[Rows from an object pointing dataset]

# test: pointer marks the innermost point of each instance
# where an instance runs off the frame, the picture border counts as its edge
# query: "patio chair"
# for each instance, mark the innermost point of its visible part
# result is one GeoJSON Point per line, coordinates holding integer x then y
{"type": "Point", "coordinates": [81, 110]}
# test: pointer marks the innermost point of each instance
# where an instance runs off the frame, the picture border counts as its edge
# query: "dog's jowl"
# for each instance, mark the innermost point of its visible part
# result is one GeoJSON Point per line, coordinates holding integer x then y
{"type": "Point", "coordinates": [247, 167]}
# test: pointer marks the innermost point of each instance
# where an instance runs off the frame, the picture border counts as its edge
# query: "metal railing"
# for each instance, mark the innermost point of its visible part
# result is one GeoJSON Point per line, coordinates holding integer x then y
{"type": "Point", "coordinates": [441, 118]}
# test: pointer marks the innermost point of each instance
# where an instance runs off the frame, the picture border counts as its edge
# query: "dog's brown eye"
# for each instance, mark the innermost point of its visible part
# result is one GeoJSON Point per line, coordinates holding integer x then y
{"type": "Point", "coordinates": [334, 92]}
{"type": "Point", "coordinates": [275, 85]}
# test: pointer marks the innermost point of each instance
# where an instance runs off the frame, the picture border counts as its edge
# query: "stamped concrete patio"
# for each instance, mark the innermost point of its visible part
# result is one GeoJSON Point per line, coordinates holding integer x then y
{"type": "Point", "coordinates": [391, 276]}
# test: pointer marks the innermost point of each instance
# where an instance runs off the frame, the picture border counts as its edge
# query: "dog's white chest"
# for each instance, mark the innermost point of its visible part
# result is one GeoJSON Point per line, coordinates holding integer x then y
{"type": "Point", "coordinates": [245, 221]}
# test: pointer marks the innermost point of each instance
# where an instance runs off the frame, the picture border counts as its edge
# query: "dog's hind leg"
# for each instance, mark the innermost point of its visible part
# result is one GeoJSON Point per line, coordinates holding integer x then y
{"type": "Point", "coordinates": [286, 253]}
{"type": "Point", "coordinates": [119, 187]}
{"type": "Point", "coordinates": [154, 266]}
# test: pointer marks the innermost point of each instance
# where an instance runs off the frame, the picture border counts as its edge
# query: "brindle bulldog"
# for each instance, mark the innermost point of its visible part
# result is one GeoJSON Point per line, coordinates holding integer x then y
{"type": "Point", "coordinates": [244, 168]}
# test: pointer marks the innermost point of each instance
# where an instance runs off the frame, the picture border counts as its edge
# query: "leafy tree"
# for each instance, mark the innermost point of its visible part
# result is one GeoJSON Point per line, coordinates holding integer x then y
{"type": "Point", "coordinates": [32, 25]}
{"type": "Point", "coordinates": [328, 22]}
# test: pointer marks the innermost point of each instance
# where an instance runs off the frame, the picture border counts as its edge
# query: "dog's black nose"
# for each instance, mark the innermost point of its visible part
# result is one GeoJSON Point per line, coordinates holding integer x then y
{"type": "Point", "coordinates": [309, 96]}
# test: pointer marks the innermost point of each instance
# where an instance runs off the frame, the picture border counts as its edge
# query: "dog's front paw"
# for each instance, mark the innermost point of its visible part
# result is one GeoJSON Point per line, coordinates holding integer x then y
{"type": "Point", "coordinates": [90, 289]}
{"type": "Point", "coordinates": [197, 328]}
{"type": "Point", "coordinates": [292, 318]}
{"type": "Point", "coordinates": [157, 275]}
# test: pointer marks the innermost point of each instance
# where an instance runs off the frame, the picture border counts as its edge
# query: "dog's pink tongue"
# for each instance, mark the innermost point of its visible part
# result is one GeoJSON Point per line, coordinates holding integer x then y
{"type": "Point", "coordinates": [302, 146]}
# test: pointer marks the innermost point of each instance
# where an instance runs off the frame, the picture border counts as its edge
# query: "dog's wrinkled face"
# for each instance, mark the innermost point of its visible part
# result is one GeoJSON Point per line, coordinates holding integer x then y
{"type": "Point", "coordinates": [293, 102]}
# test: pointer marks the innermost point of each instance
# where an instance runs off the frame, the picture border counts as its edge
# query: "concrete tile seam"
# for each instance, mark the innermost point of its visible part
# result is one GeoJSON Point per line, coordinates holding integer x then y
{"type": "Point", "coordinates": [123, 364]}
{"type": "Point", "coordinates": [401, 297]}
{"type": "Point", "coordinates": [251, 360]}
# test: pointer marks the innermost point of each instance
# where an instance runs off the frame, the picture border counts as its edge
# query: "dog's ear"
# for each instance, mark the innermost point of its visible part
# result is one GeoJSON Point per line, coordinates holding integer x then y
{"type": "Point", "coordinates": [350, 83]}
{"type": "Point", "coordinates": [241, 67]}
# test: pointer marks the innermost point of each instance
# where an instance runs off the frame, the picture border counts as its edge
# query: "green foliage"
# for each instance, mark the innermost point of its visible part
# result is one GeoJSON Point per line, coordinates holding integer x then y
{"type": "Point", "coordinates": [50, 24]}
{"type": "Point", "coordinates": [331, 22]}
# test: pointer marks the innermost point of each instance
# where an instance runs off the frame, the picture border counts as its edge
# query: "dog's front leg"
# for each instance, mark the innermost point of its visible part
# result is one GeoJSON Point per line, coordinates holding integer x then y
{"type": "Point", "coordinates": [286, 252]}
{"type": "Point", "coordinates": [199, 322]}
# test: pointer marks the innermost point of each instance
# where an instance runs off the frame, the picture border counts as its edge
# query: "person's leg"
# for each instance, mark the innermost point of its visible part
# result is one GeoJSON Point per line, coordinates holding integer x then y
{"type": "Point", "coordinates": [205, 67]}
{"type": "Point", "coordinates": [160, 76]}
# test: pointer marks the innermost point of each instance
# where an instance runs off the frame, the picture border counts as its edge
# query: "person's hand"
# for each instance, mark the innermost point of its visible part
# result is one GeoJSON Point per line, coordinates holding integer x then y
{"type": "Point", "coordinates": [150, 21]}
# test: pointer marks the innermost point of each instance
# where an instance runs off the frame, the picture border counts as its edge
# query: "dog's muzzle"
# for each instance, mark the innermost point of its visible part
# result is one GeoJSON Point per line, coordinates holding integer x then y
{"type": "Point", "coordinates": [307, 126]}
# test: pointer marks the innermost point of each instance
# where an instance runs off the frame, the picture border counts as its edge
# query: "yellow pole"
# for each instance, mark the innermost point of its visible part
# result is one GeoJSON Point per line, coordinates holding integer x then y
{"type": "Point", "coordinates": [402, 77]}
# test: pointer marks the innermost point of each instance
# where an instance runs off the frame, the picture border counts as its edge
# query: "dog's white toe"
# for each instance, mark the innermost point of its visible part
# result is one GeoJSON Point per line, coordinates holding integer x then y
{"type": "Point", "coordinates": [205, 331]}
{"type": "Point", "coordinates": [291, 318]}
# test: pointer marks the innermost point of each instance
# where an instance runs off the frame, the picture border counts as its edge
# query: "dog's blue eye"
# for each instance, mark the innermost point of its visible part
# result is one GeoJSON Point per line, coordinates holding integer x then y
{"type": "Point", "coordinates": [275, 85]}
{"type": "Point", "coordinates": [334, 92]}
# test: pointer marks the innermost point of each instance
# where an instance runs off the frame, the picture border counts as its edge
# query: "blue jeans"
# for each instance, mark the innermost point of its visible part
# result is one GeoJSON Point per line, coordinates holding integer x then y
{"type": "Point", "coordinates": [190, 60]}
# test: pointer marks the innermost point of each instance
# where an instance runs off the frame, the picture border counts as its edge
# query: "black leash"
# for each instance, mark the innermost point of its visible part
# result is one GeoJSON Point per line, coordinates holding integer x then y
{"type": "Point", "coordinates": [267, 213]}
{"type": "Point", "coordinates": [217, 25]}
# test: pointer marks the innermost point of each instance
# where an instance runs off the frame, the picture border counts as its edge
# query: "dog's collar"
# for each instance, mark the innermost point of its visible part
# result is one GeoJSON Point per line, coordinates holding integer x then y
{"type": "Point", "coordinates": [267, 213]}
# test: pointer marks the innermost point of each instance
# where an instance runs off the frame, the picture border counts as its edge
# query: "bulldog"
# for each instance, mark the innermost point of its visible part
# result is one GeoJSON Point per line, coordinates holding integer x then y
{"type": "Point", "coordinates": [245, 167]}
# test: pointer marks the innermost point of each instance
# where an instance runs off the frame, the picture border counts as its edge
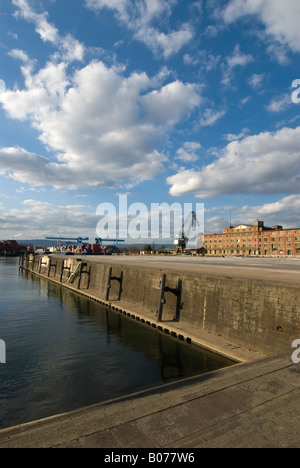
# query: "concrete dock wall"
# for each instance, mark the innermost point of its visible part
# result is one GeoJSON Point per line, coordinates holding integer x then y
{"type": "Point", "coordinates": [259, 315]}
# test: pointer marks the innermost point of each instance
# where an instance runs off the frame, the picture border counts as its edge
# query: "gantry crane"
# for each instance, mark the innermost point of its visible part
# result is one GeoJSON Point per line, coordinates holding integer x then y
{"type": "Point", "coordinates": [79, 240]}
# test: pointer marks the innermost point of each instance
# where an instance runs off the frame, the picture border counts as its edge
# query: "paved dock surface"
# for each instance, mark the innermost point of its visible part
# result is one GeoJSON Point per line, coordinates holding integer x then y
{"type": "Point", "coordinates": [249, 405]}
{"type": "Point", "coordinates": [275, 270]}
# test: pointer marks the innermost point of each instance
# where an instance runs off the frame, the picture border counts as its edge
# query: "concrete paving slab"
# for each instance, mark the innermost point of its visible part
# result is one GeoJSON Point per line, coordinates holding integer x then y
{"type": "Point", "coordinates": [250, 405]}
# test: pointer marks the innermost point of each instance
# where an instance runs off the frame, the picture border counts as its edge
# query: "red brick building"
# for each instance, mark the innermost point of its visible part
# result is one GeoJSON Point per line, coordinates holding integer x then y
{"type": "Point", "coordinates": [254, 240]}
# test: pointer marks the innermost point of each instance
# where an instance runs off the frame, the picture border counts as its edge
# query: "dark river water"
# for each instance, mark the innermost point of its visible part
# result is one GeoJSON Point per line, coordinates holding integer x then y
{"type": "Point", "coordinates": [64, 352]}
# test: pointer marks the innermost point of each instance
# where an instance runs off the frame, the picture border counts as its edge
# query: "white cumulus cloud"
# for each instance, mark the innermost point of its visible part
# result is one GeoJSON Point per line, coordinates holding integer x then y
{"type": "Point", "coordinates": [258, 164]}
{"type": "Point", "coordinates": [145, 19]}
{"type": "Point", "coordinates": [102, 127]}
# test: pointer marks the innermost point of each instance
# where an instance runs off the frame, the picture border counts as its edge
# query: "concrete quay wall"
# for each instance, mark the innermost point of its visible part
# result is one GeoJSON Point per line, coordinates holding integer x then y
{"type": "Point", "coordinates": [260, 315]}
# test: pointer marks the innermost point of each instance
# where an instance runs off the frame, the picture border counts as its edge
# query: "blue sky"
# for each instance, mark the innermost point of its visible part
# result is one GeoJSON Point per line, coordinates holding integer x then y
{"type": "Point", "coordinates": [164, 100]}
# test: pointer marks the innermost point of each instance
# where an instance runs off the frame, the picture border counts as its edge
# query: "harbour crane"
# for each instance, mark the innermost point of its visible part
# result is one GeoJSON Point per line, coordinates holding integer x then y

- **STATED EXERCISE**: Please return each line of the data above that contains the word "concrete", copied in full.

- **FINAL RESULT**:
# query: "stamped concrete patio"
# query: "concrete tile seam"
# query: "concrete dock wall"
# query: "concrete paving slab"
# query: "concrete quay wall"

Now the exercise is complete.